# START OF Listed records

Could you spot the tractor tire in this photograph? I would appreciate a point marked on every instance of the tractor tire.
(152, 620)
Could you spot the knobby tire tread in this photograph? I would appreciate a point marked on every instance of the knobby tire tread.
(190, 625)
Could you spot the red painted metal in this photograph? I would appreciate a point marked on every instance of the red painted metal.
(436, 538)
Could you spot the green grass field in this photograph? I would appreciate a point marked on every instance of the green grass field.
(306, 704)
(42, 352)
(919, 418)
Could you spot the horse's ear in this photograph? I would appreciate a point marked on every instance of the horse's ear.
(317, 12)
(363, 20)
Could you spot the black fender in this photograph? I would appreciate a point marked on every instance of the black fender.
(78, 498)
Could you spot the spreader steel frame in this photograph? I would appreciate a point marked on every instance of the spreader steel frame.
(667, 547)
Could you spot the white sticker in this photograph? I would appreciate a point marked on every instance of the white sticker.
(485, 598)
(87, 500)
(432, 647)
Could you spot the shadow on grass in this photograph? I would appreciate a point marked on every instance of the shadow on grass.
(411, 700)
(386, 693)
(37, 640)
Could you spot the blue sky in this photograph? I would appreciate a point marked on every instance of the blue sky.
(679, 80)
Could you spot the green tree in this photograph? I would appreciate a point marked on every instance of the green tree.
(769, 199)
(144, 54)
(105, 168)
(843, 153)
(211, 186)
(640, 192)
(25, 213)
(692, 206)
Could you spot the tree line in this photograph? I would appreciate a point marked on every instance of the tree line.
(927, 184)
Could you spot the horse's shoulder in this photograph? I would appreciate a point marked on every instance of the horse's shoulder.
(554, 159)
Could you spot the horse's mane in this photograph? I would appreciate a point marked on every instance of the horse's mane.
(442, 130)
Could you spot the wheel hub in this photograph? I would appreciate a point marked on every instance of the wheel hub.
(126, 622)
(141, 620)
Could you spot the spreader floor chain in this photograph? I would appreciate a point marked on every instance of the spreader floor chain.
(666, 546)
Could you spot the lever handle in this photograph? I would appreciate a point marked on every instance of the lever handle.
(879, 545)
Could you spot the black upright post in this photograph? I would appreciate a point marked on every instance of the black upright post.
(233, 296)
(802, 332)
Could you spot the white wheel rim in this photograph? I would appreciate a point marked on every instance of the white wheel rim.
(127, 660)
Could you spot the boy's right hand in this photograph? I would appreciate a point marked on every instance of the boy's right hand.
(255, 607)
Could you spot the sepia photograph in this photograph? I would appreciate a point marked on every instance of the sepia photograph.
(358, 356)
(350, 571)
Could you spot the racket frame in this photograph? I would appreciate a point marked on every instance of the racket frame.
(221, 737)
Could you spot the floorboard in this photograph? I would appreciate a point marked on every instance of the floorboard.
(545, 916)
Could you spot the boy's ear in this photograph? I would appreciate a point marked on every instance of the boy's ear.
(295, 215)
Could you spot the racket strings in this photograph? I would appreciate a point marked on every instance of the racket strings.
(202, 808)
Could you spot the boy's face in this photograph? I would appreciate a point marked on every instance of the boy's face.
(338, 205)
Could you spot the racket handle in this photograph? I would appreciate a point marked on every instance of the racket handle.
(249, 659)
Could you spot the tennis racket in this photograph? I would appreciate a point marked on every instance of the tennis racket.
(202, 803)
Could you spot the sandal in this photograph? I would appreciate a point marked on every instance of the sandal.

# END OF Listed records

Produce a verbatim transcription of the entries above.

Solution to this exercise »
Could you spot the tractor tire in this photograph? I would appreciate a point marked on every instance of the tractor tire.
(152, 620)
Could you spot the knobby tire tread in this photograph? I would appreciate a point marked on every instance of the knobby tire tread.
(190, 625)
Could you spot the red painted metal in this photograph? I would appreciate a point marked on every instance of the red painted metal.
(436, 538)
Could you spot the green grass field in this photograph? I would appreciate a point marked on every instance of the green grass field.
(306, 704)
(42, 352)
(919, 418)
Could you spot the horse's ear in this photograph? I would appreciate a point marked on every instance of the horse's ear.
(317, 12)
(363, 20)
Could you spot the black fender in this photograph? I would appreciate a point marked on every instance of the black fender.
(78, 498)
Could you spot the spreader steel frame in this photograph? I would appreciate a point marked on every instance of the spreader steel frame.
(667, 547)
Could you spot the white sticker in this photograph? I would appreciate a point marked on every instance of the white sticker.
(485, 598)
(87, 500)
(432, 647)
Could you spot the shadow on grass in this photograph? I would appreciate a point marked on every instance of the shadow on grass.
(411, 700)
(386, 693)
(37, 640)
Could you spot the blue sky in this photograph? I would appreciate a point marked on every instance of the blue sky.
(679, 80)
Could you spot the green tree in this photograph? I would appreciate a point marked on every instance of the green tree.
(769, 199)
(144, 54)
(105, 168)
(843, 153)
(211, 186)
(640, 192)
(25, 213)
(692, 206)
Could you spot the tree line in this photograph? I would appreciate a point marked on every instance of the tree line.
(927, 184)
Could you spot the horse's shoulder in this photograph? I would appreciate a point marked on every instance of the horse's shoulder.
(554, 159)
Could you spot the horse's mane in this photograph? I would appreciate a point marked on every instance of the horse's mane.
(442, 130)
Could you spot the wheel hub in this photograph? I would appreciate a point marked on every instance of the wheel hub.
(126, 622)
(141, 620)
Could you spot the spreader floor chain in this photograph? I would appreciate a point marked on every instance of the spreader floor chain.
(666, 546)
Could you spot the lever handle in this photograph? I would appreciate a point marked on every instance of the lever handle.
(879, 545)
Could you spot the black upright post in this photograph? I would appreciate a point marked on every instance of the black upright post.
(233, 296)
(802, 332)
Could you spot the white wheel rim in this photograph? I would appreciate a point marked on every instance of the white wheel rim.
(127, 660)
Could you spot the boy's right hand in this photograph? I would appreciate a point marked on every instance of the boy's right hand.
(255, 607)
Could you spot the sepia photograph in this photograph? I would appreciate a point marked on every instance of the sepia photograph.
(358, 356)
(350, 571)
Could you spot the racket frame in this photograph? I would appreciate a point marked on every instance of the racket frame.
(221, 737)
Could you spot the floorboard in this photograph? I would appreciate a point marked on every instance of the floorboard.
(545, 916)
Could you spot the boy's ear in this photograph? I would appreciate a point marked on every instance of the boy's ear.
(295, 215)
Could you spot the racket strings in this photograph? I would appreciate a point marked on every instance of the racket strings.
(202, 808)
Could you spot the boy's face in this photograph? I would appreciate a point marked on every instance of the boy's face.
(338, 205)
Could you spot the racket handle in this photograph? I would appreciate a point marked on every instance of the racket handle.
(249, 659)
Could you spot the tennis racket in this photograph? I would appreciate a point marked on every instance of the tennis racket.
(202, 803)
Could you spot the sandal in this photograph? I would appreciate a point marked on every instance of the sandal.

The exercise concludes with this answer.